Üzerinde çalışılacaklar:
1) Anayasa değişikliği özetine göre asli kurucu iktidarın sosyolojik anlamda kendini sınırlı hissedebileceği faktörleri sıralayın.
2) Anayasa değişikliği özetinde "TÜRK ANAYASA HUKUKU" ifadesinden "durumları saymak mümkündür." ifadesine kadar olan bölümü, "teknolojik gelişmeler" yerine "teknolojik ilerlemeler" koyarak yeniden yazın.
╭─ Gösterilen metin
TÜRK ANAYASA HUKUKU - Ünite 8: Anayasa’nın Değiştirilmesi Özeti :
PAYLAŞ:Ünite 8: Anayasa’nın Değiştirilmesi
Ünite 8: Anayasa’nın Değiştirilmesi
Genel Olarak Anayasaların Değiştirilmesi Sorunu
Anayasal Değişmeye Yol Açan Faktörler
Genel olarak anayasal değişmeye yol açan faktörler, başka bir ifadeyle anayasal değişmenin temel dinamikleri arasında sosyal, siyasal ve ekonomik faktörler, teknolojik gelişmeler, yeni bir devletin kurulması ya da bağımsızlığını elde etmesi ve bir ülkenin siyasal rejiminde meydana gelen değişiklikler gibi durumları saymak mümkündür.
Anayasayı Yapan veya Değiştiren İktidar
Bir devletin anayasasını yapan ya da değiştiren iktidara “kurucu iktidar” adı verilmektedir. Kurucu iktidar, asli kurucu iktidar ve tali kurucu iktidar olarak ikiye ayrılır:
Asli kurucu iktidar, bir ülkenin siyasal rejiminde ihtilal, hükûmet darbesi veya ülkenin parçalanması sebebiyle bir hukuk boşluğu meydana gelmesi ya da bağımsızlığın kazanılması veya yeni bir devletin kurulması gibi durumlarda hiçbir hukuk kuralıyla bağlı olmaksızın yeni anayasayı yapan iktidara denir. Asli kurucu iktidar, sınırsız ve hukuk dışı bir olay olmasına karşılık, sosyolojik anlamda toplumdaki siyasal değer ve inançlar, siyasal güç dengesi, uluslararası ortam ve ülkenin dış ilişkileri gibi faktörlerle kendini sınırlı hissedebilir. Öte yandan, evrensel anlamda hukukun varlığının anayasadan bağımsız olduğu kabul edilirse, asli kuruculuğun tamamen hukuk dışı bir işlev olmadığı söylenebilir. Bu durumda özellikle demokratik bir kurucu iktidarın, hukukun genel ilkeleri ve insan haklarından kendini muaf tutması mümkün olmayacaktır.
╰─
╭─ Çıkarılan kayıtlar
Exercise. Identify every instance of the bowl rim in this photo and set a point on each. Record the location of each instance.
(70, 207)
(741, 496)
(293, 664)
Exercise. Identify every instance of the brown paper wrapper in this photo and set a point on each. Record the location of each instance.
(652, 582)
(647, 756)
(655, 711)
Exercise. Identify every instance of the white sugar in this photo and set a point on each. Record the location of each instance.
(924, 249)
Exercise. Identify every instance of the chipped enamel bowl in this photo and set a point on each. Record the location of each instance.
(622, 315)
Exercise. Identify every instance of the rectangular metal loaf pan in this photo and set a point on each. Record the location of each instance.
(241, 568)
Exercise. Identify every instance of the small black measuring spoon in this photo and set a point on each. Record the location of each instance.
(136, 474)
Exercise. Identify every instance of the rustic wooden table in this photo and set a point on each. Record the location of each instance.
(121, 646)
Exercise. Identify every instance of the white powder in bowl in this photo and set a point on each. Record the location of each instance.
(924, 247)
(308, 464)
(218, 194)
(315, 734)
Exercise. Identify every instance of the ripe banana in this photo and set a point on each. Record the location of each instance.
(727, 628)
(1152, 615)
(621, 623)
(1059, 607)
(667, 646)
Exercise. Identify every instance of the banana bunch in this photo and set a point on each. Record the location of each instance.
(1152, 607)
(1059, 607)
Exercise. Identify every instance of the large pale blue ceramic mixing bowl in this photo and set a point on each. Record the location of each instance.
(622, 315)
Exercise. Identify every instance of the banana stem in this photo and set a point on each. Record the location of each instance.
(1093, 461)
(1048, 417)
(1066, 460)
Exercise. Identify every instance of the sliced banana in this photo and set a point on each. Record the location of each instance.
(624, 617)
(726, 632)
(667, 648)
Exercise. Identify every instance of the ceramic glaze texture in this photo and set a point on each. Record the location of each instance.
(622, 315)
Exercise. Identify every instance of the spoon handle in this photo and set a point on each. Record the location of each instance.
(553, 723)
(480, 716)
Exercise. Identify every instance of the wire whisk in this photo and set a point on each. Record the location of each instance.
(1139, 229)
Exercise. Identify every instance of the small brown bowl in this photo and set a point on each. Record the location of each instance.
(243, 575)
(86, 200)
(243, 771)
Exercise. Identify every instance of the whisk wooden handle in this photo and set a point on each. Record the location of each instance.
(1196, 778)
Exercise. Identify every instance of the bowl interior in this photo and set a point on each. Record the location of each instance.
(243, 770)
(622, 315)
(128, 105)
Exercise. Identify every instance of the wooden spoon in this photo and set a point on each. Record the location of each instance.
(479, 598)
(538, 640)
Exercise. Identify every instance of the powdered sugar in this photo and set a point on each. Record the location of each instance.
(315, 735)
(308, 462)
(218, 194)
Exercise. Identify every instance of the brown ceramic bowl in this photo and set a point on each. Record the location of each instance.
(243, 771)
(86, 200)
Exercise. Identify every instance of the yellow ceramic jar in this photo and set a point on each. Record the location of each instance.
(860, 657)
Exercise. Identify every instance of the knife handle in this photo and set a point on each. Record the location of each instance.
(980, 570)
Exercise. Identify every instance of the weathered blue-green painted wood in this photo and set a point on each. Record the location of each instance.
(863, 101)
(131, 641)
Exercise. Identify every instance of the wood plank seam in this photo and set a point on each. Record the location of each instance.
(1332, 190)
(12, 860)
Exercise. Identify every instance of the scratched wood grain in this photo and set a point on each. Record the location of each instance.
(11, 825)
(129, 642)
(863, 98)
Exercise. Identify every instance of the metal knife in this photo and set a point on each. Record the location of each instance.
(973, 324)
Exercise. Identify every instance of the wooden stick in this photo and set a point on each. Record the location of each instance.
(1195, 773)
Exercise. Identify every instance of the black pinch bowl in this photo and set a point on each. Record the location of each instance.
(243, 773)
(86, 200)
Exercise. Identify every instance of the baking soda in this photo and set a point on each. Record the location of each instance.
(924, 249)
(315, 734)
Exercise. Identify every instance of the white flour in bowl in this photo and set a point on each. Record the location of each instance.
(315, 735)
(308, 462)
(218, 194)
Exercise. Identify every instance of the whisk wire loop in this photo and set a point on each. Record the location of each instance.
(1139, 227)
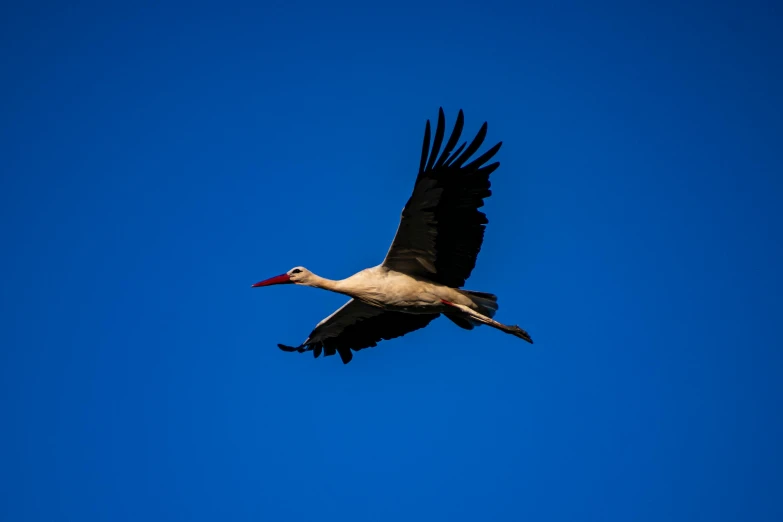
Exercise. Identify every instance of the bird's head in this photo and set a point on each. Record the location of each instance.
(298, 275)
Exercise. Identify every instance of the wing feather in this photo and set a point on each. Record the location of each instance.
(355, 326)
(441, 227)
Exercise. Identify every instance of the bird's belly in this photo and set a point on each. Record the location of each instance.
(408, 295)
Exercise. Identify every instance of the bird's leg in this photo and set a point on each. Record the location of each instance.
(513, 330)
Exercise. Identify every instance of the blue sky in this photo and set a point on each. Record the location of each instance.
(156, 161)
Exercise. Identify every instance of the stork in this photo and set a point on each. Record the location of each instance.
(433, 252)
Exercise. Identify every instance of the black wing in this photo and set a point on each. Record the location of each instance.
(357, 325)
(441, 228)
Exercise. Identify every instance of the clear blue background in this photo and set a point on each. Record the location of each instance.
(156, 161)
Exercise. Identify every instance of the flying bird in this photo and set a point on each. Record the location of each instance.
(434, 251)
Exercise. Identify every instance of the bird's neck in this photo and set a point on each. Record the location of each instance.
(341, 287)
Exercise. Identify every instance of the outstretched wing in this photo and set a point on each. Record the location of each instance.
(441, 228)
(357, 325)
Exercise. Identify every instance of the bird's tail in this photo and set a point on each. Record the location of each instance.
(487, 303)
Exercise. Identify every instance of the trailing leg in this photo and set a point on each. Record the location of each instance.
(513, 330)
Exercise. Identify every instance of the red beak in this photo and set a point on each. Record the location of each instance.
(277, 280)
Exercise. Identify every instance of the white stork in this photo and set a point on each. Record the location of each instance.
(433, 253)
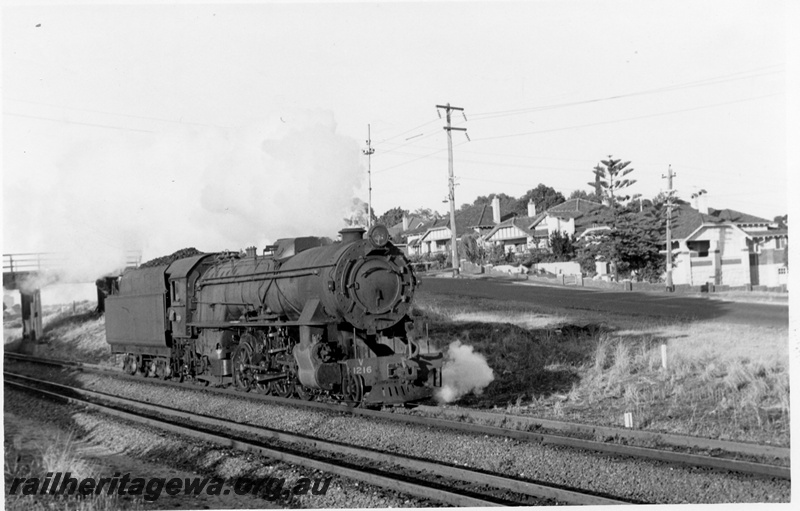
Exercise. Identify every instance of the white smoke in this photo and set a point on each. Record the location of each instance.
(464, 371)
(93, 196)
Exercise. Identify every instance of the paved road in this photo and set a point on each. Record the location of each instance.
(632, 303)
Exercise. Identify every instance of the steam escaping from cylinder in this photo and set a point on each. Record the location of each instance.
(93, 197)
(464, 371)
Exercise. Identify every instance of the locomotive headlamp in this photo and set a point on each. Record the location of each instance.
(378, 235)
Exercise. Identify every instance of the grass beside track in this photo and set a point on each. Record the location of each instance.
(721, 381)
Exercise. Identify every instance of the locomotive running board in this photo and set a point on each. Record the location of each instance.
(245, 324)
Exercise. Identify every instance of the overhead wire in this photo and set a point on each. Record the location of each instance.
(685, 85)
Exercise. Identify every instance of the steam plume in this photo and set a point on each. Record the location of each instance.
(464, 371)
(98, 195)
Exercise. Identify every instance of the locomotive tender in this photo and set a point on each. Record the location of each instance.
(308, 318)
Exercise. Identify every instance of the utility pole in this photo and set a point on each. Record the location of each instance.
(368, 151)
(669, 177)
(449, 129)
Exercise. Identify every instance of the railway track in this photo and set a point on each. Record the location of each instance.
(421, 478)
(727, 461)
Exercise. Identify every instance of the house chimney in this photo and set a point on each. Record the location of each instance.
(531, 208)
(496, 210)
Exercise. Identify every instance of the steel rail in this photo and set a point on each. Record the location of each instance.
(662, 455)
(420, 488)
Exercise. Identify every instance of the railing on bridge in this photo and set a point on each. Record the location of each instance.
(44, 261)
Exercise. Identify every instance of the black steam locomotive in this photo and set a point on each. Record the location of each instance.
(309, 318)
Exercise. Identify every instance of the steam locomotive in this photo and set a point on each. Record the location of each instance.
(308, 318)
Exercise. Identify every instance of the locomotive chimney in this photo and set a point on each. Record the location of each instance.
(531, 208)
(496, 210)
(351, 234)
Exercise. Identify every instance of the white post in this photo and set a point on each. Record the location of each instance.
(628, 419)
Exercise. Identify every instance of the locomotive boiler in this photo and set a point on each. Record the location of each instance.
(308, 318)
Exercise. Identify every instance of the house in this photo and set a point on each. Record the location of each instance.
(727, 247)
(519, 234)
(475, 219)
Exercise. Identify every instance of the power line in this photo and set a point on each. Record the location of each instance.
(77, 122)
(696, 83)
(599, 123)
(118, 114)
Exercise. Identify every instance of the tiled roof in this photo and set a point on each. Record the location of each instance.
(521, 222)
(769, 233)
(737, 217)
(476, 215)
(413, 223)
(686, 219)
(586, 213)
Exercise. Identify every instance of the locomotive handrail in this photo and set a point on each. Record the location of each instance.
(38, 261)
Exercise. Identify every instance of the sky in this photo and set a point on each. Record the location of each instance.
(160, 126)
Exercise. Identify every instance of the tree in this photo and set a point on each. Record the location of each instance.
(471, 249)
(632, 245)
(393, 216)
(544, 197)
(359, 212)
(563, 246)
(609, 183)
╰─
Görevlerin çözümleri:
1)
- Toplumdaki siyasal değer ve inançlar
- Siyasal güç dengesi
- Uluslararası ortam
- Ülkenin dış ilişkileri

2)
TÜRK ANAYASA HUKUKU - Ünite 8: Anayasa’nın Değiştirilmesi Özeti :
PAYLAŞ:Ünite 8: Anayasa’nın Değiştirilmesi
Ünite 8: Anayasa’nın Değiştirilmesi
Genel Olarak Anayasaların Değiştirilmesi Sorunu
Anayasal Değişmeye Yol Açan Faktörler
Genel olarak anayasal değişmeye yol açan faktörler, başka bir ifadeyle anayasal değişmenin temel dinamikleri arasında sosyal, siyasal ve ekonomik faktörler, teknolojik ilerlemeler, yeni bir devletin kurulması ya da bağımsızlığını elde etmesi ve bir ülkenin siyasal rejiminde meydana gelen değişiklikler gibi durumları saymak mümkündür.